• _Your task_:
Starting from the line containing "Where can you see the snow-covered", write out every remaining line exactly, the last one included.

• _Information given_:
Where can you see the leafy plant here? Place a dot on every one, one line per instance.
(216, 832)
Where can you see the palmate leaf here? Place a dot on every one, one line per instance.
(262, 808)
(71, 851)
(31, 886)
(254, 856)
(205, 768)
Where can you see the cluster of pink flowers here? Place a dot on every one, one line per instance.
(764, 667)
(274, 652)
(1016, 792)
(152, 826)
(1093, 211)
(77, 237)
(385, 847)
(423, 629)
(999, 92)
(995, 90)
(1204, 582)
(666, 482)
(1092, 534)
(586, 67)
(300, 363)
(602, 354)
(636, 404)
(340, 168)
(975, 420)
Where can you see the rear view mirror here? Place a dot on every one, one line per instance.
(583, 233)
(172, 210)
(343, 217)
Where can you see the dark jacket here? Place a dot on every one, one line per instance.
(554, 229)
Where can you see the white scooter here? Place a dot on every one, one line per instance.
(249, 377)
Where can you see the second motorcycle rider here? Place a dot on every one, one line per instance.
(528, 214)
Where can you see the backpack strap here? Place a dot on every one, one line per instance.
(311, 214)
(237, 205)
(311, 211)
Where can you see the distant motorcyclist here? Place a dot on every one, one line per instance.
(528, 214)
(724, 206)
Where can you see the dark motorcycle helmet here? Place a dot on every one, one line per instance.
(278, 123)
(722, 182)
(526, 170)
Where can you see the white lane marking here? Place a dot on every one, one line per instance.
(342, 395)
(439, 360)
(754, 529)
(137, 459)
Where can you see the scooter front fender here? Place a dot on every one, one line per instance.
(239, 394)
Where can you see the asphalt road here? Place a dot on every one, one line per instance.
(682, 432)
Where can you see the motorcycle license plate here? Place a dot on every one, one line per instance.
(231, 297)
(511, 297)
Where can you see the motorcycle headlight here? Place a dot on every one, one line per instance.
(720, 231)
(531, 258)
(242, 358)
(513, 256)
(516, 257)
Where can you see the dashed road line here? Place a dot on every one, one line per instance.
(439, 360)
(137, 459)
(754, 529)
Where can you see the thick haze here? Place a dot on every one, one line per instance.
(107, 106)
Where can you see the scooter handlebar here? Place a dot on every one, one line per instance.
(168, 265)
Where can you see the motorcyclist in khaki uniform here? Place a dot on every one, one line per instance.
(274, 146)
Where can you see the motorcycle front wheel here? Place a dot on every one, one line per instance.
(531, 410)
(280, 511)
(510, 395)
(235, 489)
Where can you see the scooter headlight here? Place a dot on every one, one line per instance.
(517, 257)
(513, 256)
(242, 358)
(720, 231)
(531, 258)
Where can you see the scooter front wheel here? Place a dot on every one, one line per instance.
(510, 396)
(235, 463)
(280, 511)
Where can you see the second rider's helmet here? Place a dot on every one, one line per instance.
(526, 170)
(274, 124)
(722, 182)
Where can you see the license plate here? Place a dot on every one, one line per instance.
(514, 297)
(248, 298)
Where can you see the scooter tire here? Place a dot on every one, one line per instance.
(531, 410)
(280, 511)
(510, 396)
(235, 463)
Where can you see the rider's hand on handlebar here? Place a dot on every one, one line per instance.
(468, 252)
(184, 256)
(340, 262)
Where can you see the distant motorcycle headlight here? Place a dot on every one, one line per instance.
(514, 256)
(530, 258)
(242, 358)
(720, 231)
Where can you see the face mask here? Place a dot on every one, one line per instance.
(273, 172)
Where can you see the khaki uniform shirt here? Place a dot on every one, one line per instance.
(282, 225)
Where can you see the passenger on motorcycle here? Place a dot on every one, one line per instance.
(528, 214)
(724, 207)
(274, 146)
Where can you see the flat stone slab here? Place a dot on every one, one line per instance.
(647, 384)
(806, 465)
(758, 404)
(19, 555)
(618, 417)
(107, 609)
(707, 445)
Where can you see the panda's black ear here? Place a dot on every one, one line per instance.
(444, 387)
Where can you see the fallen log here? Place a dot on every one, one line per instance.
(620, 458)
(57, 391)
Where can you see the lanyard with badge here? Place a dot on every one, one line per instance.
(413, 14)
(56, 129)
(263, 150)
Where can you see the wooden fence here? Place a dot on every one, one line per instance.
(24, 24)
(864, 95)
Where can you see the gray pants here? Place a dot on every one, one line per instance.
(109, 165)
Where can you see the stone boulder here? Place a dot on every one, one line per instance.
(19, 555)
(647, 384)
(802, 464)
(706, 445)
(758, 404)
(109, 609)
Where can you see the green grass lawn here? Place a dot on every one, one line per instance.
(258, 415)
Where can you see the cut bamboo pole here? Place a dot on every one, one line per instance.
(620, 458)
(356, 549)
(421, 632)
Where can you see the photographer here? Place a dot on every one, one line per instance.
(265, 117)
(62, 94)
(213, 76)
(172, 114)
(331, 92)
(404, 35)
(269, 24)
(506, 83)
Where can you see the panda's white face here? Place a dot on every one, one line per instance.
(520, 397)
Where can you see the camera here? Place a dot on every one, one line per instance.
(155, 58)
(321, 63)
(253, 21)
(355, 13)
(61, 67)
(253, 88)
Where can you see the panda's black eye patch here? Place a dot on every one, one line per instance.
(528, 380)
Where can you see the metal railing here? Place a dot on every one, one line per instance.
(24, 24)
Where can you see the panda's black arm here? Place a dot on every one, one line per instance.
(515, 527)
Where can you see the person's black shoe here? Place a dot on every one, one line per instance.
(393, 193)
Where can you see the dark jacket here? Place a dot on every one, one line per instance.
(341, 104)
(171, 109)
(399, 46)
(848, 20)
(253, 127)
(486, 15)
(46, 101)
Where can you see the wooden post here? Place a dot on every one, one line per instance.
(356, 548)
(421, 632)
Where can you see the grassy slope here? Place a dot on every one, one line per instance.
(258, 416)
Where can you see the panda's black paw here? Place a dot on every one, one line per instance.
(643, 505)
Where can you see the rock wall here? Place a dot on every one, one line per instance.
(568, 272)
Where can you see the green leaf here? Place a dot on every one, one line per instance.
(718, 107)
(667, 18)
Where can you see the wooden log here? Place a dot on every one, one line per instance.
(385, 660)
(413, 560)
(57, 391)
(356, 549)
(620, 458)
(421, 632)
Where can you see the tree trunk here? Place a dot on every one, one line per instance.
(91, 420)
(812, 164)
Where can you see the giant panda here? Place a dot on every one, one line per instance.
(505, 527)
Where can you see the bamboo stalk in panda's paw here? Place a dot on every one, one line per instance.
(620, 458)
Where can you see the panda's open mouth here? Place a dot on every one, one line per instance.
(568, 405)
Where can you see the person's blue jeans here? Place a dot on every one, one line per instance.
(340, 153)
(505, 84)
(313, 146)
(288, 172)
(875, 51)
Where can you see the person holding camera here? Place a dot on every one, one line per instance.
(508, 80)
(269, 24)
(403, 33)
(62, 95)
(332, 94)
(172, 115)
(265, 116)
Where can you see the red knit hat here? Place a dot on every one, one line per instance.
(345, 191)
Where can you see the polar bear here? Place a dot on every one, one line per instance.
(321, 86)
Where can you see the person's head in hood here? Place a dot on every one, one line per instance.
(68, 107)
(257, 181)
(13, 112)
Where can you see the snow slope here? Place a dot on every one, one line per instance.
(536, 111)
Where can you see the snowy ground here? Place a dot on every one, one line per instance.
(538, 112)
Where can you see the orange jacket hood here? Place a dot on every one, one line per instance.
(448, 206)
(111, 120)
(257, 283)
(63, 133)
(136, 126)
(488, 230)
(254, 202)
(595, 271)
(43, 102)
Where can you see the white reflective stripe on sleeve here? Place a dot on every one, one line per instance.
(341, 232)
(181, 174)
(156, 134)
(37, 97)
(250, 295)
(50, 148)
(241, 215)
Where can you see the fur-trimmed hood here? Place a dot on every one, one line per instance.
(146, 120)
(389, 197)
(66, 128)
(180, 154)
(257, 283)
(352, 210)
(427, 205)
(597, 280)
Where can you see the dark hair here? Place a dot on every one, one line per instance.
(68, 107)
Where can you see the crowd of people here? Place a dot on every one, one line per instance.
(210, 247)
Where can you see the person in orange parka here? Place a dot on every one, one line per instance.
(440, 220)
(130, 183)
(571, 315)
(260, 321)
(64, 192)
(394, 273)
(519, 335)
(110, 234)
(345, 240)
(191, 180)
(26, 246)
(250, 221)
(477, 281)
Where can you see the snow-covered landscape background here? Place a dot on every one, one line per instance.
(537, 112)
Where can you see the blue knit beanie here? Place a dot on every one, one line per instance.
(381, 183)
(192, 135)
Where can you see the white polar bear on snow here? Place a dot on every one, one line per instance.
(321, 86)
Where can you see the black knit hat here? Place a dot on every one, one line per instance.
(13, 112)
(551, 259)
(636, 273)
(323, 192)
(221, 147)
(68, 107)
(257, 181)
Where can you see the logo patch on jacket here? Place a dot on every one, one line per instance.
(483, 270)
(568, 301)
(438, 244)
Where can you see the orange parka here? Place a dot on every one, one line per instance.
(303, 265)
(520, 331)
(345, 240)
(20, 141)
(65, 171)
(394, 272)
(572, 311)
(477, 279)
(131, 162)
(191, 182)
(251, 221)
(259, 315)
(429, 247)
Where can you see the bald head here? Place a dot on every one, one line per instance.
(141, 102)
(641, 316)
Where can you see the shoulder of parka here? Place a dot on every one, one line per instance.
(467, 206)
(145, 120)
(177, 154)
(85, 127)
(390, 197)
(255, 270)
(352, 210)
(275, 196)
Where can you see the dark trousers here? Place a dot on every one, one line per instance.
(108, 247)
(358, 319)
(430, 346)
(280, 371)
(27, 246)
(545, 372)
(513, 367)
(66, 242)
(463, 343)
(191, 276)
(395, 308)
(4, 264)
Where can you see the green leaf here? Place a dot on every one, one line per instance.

• _Exercise output_:
Where can you see the snow-covered landscape background here? Place a dot on every one, one line per instance.
(537, 112)
Where can you see the blue knit beanie here? Place a dot on every one, one line per instance.
(381, 183)
(192, 135)
Where can you see the white polar bear on snow here? Place a dot on every one, one line per instance.
(321, 86)
Where can you see the black knit hat here? Place a dot on every one, one line per instance.
(13, 112)
(551, 259)
(636, 273)
(323, 192)
(221, 147)
(68, 107)
(257, 181)
Where can you see the logo patch on jacket here? Place a dot on every one, one line per instance.
(483, 270)
(568, 301)
(438, 244)
Where can you see the orange parka here? Place a dot on every one, one line per instance.
(303, 265)
(520, 331)
(345, 240)
(20, 141)
(65, 171)
(394, 272)
(572, 311)
(477, 279)
(131, 162)
(191, 182)
(251, 221)
(259, 315)
(429, 247)
Where can you see the bald head here? Place a dot on every one, one line per instance.
(141, 102)
(641, 316)
Where can you see the shoulder of parka here? Place a dot on every one, one line per instance.
(467, 206)
(145, 120)
(177, 154)
(85, 127)
(390, 197)
(255, 270)
(352, 210)
(275, 196)
Where can you see the dark trousers here? Place a dot on every one, one line per instance.
(108, 247)
(358, 319)
(430, 346)
(280, 371)
(27, 246)
(545, 372)
(513, 367)
(66, 242)
(463, 343)
(191, 276)
(395, 308)
(4, 264)
Where can you see the green leaf here? Place a dot on every one, one line per instance.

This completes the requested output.